RECORDS SHOWN ▸
= = =
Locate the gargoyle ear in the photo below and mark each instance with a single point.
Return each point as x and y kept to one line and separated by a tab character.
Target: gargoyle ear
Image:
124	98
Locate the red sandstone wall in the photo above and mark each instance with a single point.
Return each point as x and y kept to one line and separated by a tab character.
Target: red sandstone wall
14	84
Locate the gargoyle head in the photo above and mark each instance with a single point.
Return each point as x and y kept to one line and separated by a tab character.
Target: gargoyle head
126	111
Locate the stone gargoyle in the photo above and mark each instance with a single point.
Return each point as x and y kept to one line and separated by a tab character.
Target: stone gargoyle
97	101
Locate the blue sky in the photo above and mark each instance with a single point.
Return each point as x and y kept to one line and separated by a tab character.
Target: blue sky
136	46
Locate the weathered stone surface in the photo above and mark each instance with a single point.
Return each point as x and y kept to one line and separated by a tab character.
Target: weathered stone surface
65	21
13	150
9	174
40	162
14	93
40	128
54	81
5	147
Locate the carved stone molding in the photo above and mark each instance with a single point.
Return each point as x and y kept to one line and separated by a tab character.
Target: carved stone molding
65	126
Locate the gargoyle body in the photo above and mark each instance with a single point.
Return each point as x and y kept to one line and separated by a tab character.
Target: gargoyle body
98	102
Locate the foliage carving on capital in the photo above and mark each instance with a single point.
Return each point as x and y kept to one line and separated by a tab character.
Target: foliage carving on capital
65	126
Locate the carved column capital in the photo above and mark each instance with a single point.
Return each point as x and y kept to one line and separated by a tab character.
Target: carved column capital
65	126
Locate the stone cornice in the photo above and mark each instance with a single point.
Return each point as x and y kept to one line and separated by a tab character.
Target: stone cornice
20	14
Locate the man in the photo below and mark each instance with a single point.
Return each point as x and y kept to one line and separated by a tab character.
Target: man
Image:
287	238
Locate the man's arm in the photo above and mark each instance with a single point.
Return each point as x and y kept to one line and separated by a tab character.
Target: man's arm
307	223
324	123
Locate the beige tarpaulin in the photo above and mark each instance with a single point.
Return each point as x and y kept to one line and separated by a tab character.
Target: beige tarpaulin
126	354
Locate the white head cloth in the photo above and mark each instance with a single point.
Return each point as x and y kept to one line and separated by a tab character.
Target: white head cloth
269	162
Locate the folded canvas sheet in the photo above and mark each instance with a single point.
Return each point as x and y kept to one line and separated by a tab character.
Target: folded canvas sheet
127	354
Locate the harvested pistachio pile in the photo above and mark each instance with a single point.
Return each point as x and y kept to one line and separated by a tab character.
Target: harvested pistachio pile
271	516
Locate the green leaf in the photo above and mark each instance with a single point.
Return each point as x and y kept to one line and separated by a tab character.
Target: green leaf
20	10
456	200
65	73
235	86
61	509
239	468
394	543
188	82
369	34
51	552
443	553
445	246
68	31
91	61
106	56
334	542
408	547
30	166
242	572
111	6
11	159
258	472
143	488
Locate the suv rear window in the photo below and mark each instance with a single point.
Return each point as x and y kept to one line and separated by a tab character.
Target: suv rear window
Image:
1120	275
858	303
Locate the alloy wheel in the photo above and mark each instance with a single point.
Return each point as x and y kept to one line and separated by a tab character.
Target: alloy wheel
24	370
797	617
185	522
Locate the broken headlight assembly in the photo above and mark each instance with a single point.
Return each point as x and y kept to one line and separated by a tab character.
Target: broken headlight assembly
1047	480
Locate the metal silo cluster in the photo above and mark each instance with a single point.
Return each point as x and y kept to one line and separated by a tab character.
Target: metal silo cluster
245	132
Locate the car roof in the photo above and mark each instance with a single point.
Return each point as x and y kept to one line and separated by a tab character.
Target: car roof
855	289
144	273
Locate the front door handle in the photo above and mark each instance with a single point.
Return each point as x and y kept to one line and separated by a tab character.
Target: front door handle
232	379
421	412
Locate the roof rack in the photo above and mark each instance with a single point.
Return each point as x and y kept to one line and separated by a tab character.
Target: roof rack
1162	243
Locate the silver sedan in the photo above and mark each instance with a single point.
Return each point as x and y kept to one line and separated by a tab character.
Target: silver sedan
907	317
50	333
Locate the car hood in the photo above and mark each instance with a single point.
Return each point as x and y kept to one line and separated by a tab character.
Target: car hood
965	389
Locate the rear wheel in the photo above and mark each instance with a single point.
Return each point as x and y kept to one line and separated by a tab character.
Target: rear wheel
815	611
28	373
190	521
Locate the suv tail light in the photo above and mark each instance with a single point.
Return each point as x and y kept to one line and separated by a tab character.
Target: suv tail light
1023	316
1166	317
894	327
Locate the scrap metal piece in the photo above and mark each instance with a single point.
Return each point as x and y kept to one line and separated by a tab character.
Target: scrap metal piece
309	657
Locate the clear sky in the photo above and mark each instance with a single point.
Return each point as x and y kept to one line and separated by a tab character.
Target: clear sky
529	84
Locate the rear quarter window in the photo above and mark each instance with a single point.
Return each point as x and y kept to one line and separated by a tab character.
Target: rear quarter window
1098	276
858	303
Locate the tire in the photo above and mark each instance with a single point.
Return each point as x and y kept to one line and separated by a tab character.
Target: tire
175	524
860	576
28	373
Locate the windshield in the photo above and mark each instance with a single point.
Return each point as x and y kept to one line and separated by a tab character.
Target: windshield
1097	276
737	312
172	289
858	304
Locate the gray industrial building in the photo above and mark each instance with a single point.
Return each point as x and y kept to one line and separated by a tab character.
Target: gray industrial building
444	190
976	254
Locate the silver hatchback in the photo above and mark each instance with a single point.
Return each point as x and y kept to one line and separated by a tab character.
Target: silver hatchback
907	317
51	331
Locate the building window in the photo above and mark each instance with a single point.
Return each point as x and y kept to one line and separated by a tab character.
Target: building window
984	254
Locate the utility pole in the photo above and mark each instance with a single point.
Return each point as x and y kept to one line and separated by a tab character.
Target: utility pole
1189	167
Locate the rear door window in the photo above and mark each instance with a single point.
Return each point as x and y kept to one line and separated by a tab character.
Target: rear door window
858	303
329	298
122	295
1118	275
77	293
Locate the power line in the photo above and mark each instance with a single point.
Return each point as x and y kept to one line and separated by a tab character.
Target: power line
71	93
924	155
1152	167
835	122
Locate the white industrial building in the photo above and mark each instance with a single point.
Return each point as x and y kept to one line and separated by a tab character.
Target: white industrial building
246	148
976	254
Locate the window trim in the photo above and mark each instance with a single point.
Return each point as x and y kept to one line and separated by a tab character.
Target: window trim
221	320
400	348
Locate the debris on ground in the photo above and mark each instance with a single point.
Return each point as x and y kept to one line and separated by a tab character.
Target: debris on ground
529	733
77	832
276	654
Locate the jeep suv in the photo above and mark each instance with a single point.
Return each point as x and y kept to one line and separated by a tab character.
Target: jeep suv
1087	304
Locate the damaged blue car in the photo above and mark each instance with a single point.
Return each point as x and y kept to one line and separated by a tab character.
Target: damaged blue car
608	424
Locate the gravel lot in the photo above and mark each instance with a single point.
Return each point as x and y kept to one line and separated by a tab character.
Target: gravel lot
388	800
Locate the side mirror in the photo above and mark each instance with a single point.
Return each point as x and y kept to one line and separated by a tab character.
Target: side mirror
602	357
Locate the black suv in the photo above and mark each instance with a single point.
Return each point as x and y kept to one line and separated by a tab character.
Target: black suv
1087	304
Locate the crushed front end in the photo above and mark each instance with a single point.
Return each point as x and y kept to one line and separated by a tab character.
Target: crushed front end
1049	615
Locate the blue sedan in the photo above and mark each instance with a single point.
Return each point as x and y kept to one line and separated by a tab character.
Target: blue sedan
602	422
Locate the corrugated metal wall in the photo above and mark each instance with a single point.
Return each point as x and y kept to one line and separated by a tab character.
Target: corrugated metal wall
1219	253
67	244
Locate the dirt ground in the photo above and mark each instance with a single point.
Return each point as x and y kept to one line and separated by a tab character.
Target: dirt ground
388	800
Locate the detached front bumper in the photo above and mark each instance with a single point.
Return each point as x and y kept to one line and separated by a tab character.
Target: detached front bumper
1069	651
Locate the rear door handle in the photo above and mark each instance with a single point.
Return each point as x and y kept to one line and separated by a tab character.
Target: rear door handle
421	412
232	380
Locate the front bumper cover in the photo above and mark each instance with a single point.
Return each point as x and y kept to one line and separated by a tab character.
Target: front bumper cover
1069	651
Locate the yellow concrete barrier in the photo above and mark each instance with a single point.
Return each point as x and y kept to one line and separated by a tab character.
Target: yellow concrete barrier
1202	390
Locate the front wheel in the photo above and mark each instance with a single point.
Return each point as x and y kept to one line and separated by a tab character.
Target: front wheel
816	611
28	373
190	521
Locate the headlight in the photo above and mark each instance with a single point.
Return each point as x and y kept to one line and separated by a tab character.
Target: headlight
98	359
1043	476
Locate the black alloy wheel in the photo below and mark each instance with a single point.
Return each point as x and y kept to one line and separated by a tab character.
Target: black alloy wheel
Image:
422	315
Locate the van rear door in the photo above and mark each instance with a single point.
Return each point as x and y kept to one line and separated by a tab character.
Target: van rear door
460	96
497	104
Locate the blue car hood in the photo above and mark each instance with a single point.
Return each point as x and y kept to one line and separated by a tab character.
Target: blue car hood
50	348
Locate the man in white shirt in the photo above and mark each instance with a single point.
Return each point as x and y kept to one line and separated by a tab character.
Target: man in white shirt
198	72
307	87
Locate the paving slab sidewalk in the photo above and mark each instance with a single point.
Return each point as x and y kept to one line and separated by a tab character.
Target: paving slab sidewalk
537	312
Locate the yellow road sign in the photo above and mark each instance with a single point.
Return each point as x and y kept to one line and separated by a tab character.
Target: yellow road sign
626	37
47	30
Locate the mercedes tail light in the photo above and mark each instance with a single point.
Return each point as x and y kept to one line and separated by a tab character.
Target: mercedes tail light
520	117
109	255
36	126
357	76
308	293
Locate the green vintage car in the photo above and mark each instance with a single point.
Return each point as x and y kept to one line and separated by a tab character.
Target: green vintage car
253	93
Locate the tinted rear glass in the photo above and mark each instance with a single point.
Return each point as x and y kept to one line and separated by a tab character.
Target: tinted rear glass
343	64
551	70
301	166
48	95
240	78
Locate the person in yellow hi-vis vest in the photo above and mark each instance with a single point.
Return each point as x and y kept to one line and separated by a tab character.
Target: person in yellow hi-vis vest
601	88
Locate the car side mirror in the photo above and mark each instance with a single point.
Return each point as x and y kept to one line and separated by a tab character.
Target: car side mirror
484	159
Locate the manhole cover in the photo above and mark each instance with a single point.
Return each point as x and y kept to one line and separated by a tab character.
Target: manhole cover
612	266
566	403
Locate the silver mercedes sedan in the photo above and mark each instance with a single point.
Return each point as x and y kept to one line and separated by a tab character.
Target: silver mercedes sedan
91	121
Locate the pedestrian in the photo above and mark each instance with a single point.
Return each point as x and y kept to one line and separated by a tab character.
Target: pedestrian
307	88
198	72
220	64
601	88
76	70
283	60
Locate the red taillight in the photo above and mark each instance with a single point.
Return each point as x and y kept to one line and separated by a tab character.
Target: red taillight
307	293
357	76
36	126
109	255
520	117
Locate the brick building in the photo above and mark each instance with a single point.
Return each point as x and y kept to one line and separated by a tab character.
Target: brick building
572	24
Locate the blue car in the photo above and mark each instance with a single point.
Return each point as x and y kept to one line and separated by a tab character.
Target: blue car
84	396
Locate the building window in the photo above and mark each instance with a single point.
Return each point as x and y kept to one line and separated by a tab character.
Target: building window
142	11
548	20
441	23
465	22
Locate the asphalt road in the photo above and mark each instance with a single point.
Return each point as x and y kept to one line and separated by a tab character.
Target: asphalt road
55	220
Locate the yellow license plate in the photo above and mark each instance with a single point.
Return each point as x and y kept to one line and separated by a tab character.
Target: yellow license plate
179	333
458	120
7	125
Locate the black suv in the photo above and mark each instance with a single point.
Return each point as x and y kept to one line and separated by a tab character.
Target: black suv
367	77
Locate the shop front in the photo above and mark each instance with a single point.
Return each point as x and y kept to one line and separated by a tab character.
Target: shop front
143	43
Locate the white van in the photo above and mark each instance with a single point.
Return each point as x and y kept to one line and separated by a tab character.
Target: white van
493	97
= = =
TASK BRIEF ▸
The required output is the exact run of lines from the beginning of the listing above to the line that contains "Locate the gargoyle head", inclusive of both.

PROBLEM SOLUTION ▸
Locate the gargoyle ear in the photo below and mark each instance with a single point.
Return each point as x and y kept to one line and separated by a tab character.
Target: gargoyle ear
Image:
124	98
Locate the red sandstone wall in the photo above and mark each instance with a single point.
Return each point as x and y kept to one line and separated by a tab character.
Target: red sandstone wall
14	84
Locate the gargoyle head in the photo above and mark each instance with a single point.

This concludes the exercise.